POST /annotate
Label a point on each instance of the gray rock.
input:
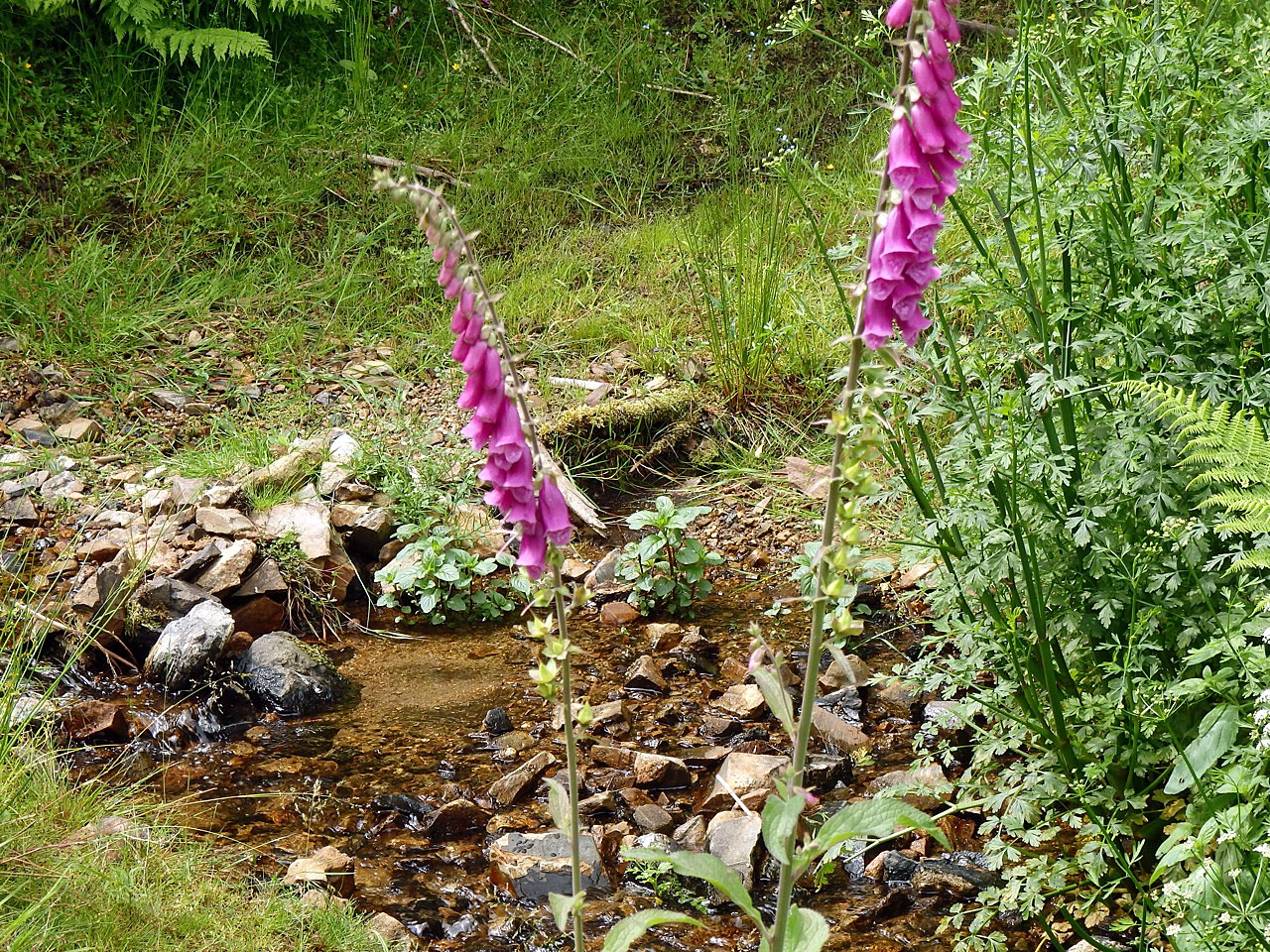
(751, 777)
(522, 780)
(734, 837)
(534, 865)
(286, 675)
(18, 511)
(172, 595)
(190, 645)
(227, 570)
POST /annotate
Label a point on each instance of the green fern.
(1232, 447)
(157, 24)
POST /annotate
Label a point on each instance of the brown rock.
(746, 701)
(658, 771)
(95, 720)
(617, 613)
(258, 616)
(327, 867)
(522, 780)
(644, 675)
(837, 733)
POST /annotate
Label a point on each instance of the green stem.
(820, 599)
(571, 753)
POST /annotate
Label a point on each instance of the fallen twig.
(471, 36)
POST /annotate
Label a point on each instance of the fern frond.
(1232, 447)
(316, 8)
(222, 44)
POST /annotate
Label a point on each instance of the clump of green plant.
(436, 576)
(667, 566)
(309, 603)
(667, 885)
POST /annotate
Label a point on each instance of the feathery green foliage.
(190, 32)
(1230, 444)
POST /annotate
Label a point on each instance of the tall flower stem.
(839, 425)
(571, 753)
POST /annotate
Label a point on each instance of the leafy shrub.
(190, 31)
(667, 566)
(439, 578)
(1114, 227)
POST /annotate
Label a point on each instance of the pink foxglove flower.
(536, 507)
(925, 150)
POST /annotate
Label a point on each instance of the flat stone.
(644, 675)
(64, 485)
(229, 567)
(259, 615)
(746, 701)
(837, 733)
(652, 819)
(522, 780)
(734, 837)
(534, 865)
(80, 430)
(266, 579)
(751, 777)
(659, 771)
(617, 613)
(95, 720)
(18, 511)
(287, 675)
(190, 645)
(310, 522)
(327, 867)
(223, 522)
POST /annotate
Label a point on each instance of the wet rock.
(18, 511)
(896, 698)
(534, 865)
(659, 771)
(524, 780)
(497, 721)
(453, 819)
(746, 701)
(98, 721)
(652, 817)
(266, 579)
(258, 616)
(64, 485)
(835, 733)
(169, 595)
(751, 777)
(190, 645)
(617, 613)
(644, 675)
(733, 837)
(391, 930)
(602, 581)
(824, 772)
(287, 675)
(310, 522)
(691, 835)
(951, 876)
(223, 522)
(327, 867)
(229, 567)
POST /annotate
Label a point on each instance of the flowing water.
(413, 726)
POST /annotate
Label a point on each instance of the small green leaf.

· · ·

- _EXERCISE GOAL_
Write out every line above exactly as it is, leaving out the pictures.

- _RESPONSE BELOW_
POST /annotate
Label a point on each instance of the gray rock.
input:
(751, 777)
(522, 780)
(734, 837)
(534, 865)
(286, 675)
(18, 511)
(172, 595)
(190, 645)
(227, 570)
POST /annotate
Label a point on each instance of the green fern.
(1232, 447)
(157, 24)
POST /annotate
Label a point on each instance of the brown rock.
(746, 701)
(658, 771)
(95, 720)
(617, 613)
(258, 616)
(327, 867)
(522, 780)
(644, 675)
(837, 733)
POST /annotate
Label a point on each instance of the green stem.
(820, 599)
(571, 753)
POST /annotate
Label a point on each instance of the fallen twig.
(471, 36)
POST /annotate
Label a point on each instance of the fern frond.
(1232, 447)
(316, 8)
(222, 44)
POST /annotate
Label a point on each instance of the clump of green plant.
(436, 576)
(667, 566)
(309, 603)
(667, 885)
POST /annotate
Label a point on each instance of the feathery green foliage.
(190, 32)
(1230, 444)
POST /annotate
Label a point on each instance of the tall flower stem.
(839, 425)
(571, 753)
POST /annotate
Label a point on each instance of the leafy shrub.
(190, 31)
(667, 566)
(439, 578)
(1114, 227)
POST /annotate
Label a point on each instance of the pink foxglove flower.
(536, 507)
(925, 150)
POST /annotate
Label a point on each instance of the flat stone.
(644, 675)
(64, 485)
(229, 567)
(259, 615)
(746, 701)
(837, 733)
(652, 819)
(522, 780)
(734, 837)
(534, 865)
(80, 430)
(266, 579)
(751, 777)
(659, 771)
(617, 613)
(95, 720)
(18, 511)
(287, 675)
(190, 645)
(310, 522)
(327, 867)
(223, 522)
POST /annotate
Label a point on each instance of the wet rock.
(18, 511)
(896, 698)
(534, 865)
(659, 771)
(524, 780)
(497, 721)
(453, 819)
(746, 701)
(98, 721)
(652, 817)
(266, 579)
(258, 616)
(64, 485)
(835, 733)
(169, 595)
(751, 777)
(190, 645)
(617, 613)
(644, 675)
(733, 837)
(391, 930)
(602, 581)
(824, 772)
(287, 675)
(310, 522)
(691, 835)
(951, 876)
(223, 522)
(327, 867)
(229, 567)
POST /annotate
Label a point on each instance of the flowing water.
(413, 726)
POST /annotate
Label a point on each instance of the small green leaf.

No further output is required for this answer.